(What to do): Copy out the passage from the 9/11 remembrance post that runs from "I’ve put this" to "back in 2009.", word for word.

(Document extract):
==================================================

Walk On

9/11

I’ve put this on my blog a few times in remembrance of 9/11.  I can’t come up with anything new because I still believe every word of it.  I originally wrote this back in 2009.

Those four key strokes bring back so many memories for so many. For me, it reminds me of the darkest day I have ever known. Full of death, and fear, and tragedy. Any innocence I may have had, any idealistic hope I had for world peace, it died that day. I saw the face of hatred. I felt the fear the word terror brings. We all did. We cried. We prayed. We sat in front of our television sets and watched horror unfold before our eyes. We looked at an empty sky with a mind-numbing feeling of disbelief. We were in shock for weeks after. We knew there wouldn’t be many survivors. We wanted to close our eyes and pretend and didn’t happen, that people didn’t die that day, and yet, we couldn’t. We knew.

Every year, on that day, I try to remember it. I firmly believe it should be a national day of mourning. Not a holiday. A holiday is a day of celebration. This day should be a somber day. A day of remembrance. A day of solitude.

I honestly don’t think there has been a day since that I haven’t thought of it. It still makes me sad and angry. I think about my son, who will be five next week. And how he didn’t have to live on that day. He was born more than two and a half years later. For him, it will be a very important chapter in a history book. He will ask me what happened that day, and I will tell him. He will ask why, and whose fault it was. And I really don’t know what I will tell him. You can blame Al Qaeda and Osama Bin Laden. You can blame the agencies that could have prevented it had they simply communicated with each other. But at the end of the day, what will that change? What happened, happened.

==================================================

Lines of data
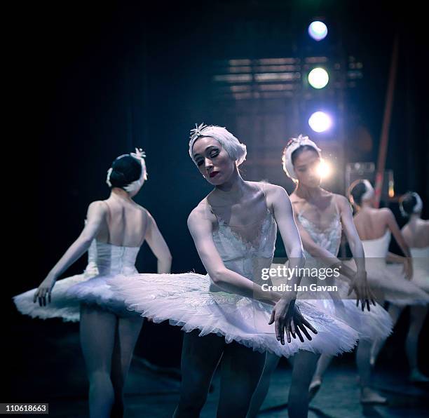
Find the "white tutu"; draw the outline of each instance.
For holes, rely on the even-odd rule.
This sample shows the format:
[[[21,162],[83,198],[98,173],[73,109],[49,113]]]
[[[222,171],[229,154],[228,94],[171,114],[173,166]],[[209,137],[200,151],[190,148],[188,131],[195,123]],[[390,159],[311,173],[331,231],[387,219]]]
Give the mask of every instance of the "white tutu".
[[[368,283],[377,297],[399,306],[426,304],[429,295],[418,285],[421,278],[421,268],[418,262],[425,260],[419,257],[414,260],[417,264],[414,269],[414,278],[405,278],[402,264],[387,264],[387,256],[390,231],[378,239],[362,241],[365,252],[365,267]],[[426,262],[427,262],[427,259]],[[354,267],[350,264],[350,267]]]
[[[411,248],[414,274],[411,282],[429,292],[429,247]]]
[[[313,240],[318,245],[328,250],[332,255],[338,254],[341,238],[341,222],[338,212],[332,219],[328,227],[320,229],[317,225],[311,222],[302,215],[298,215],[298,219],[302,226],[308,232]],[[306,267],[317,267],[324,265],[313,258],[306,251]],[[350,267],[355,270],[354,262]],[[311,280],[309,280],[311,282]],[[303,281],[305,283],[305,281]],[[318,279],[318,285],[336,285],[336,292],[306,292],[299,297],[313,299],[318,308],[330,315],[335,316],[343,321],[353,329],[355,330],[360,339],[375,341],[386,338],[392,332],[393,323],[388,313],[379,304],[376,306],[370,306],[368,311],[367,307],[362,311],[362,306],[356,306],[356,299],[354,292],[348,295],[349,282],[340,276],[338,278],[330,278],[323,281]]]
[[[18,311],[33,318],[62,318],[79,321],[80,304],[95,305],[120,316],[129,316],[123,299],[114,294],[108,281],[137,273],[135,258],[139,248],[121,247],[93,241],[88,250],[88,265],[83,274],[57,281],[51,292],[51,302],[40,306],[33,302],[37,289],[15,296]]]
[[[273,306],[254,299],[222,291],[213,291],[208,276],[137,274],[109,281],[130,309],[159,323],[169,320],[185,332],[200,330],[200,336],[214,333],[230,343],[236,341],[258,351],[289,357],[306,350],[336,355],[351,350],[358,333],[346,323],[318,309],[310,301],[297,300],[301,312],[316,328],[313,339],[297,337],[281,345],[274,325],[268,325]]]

==================================================

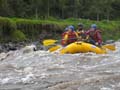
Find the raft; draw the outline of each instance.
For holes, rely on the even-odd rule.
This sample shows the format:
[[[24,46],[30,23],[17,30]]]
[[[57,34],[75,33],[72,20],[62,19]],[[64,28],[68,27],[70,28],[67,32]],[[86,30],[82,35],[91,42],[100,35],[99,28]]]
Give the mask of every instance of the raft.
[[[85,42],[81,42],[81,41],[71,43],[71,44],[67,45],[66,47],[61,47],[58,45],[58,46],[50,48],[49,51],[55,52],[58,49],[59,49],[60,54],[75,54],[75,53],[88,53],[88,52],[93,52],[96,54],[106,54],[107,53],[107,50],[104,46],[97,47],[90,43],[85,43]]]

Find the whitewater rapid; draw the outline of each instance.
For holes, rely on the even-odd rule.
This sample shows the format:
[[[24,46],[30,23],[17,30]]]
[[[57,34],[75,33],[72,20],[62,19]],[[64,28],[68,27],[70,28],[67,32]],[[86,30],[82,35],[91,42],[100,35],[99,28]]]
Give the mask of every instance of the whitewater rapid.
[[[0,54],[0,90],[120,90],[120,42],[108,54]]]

==================================================

(Result for this exercise):
I’ve put this on my blog a few times in remembrance of 9/11.  I can’t come up with anything new because I still believe every word of it.  I originally wrote this back in 2009.